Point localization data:
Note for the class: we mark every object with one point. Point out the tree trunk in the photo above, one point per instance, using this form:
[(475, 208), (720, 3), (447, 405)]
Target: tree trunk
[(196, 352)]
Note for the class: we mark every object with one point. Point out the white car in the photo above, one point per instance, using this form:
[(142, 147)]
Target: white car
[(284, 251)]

* * *

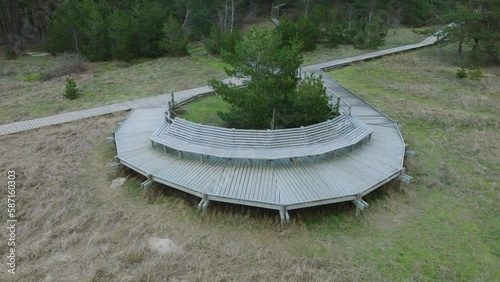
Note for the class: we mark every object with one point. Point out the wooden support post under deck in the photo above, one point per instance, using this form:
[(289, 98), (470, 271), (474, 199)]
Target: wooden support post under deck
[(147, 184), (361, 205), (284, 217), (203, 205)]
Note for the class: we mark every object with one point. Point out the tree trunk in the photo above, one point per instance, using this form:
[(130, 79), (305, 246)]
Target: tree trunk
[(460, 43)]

EXERCISE REQUIREMENTS:
Across the entries, state how many lines contain "mark", giving the number only.

FINISHED EXERCISE:
4